■ **EXERCISE OBJECTIVE**
For every record that follows, write out the text exactly and omit the picture, if one is present.

■ **RECORDS FOR THIS EXERCISE**
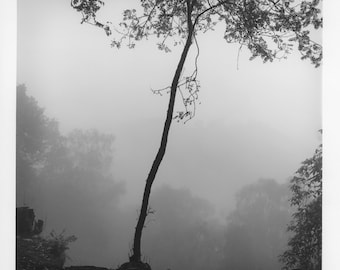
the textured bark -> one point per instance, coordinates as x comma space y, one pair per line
136, 257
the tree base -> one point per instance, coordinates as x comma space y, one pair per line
134, 266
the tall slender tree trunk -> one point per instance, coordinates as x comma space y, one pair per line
136, 256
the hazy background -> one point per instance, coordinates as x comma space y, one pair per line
257, 121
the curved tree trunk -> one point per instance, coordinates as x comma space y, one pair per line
136, 256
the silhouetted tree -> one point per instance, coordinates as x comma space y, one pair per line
36, 135
267, 28
304, 248
256, 233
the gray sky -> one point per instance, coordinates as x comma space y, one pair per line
258, 121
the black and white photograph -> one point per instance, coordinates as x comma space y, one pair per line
168, 135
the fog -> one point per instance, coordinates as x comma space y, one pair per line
211, 208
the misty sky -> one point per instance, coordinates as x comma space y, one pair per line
257, 121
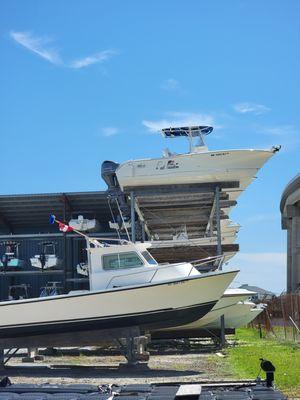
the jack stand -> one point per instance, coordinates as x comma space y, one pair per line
135, 351
32, 355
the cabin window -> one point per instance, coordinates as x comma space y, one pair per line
148, 257
122, 261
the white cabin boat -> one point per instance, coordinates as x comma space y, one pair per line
237, 315
127, 288
198, 166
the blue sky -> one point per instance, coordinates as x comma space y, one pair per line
86, 81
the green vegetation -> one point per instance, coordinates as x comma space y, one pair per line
244, 359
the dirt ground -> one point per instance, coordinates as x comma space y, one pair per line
95, 369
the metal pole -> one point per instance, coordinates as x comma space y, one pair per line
222, 320
132, 217
1, 358
143, 231
65, 249
218, 221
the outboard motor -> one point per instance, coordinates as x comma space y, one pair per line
108, 173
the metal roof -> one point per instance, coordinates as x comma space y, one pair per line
23, 213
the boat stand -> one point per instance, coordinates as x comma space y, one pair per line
135, 351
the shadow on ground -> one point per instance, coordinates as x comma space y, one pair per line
107, 371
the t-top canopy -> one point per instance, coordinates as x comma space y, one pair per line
187, 131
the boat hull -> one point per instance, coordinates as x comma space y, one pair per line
212, 166
236, 316
147, 306
224, 306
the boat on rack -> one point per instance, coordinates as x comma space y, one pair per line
199, 165
229, 231
128, 288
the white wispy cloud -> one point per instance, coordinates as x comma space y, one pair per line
278, 130
255, 267
93, 59
179, 119
246, 108
109, 131
170, 84
38, 45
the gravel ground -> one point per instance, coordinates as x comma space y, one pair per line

■ **EXPECTED ANSWER**
the textured bark -> one point per instance, coordinates as x comma space y, one pair per line
136, 257
the tree base -> one point per instance, coordinates as x comma space y, one pair per line
134, 266
the tall slender tree trunk -> one point per instance, coordinates as x comma space y, one pair per line
136, 256
the hazy background -> one point per instance, coordinates as x comma space y, one pair per line
257, 121
the curved tree trunk -> one point per instance, coordinates as x comma space y, one pair per line
136, 256
the silhouetted tree -> one point per instance, coordinates as x comma space y, one pair per line
36, 135
267, 28
304, 248
256, 233
the gray sky -> one point per instance, coordinates as x comma space y, one pair per line
258, 121
the black and white photograph -> one point per instance, coordinates as x comma space y, one pair per line
168, 135
the fog -> one point per instance, coordinates as x comma space y, one pair per line
211, 208
the misty sky -> one point per instance, coordinates as x comma space y, one pair per line
257, 121
the jack stand -> one point per instance, coordinates as x comma space y, one pair per line
135, 351
32, 355
the cabin window -> one point per instance, coordinates as x comma space y, one pair per line
148, 257
122, 261
the white cabin boat -> one point per instance, coordinates as x comma space y, one pair per line
237, 315
127, 288
198, 166
the blue sky -> one point per instance, coordinates as x comma space y, one pair per line
86, 81
the green vegetation -> one point per instance, coordinates as x comma space y, one pair per line
244, 359
the dirt ground -> one point per instance, coordinates as x comma space y, one pair per line
95, 369
the metal pole -> one point per instance, coordinates as x comma space y, one pair per line
222, 320
132, 217
1, 358
143, 231
65, 249
218, 221
the outboard motor -> one point per instance, coordinates as x comma space y, one pair per line
108, 173
the metal roof -> one point per instance, coordinates as x comma space y, one pair per line
23, 213
the boat stand -> one point per instance, coordinates as x comma space y, one pair per line
135, 351
the shadow on ground -> one point per instance, coordinates as x comma space y, one pair per line
107, 371
the t-top canopy -> one point per instance, coordinates as x comma space y, one pair per line
187, 131
the boat hull -> one point per instance, coordinates as x comma space y, one pair per line
212, 166
236, 316
147, 306
224, 306
the boat on rack -> one point per instance, coordinates as x comma space y, one pair per line
199, 165
229, 231
128, 288
the white wispy cloud -> one point per instance, coordinates as x comma space y, one pair per line
278, 130
255, 267
93, 59
179, 119
246, 108
109, 131
170, 84
38, 45
the gravel ground -> one point per instance, coordinates as x comma space y, one pair per line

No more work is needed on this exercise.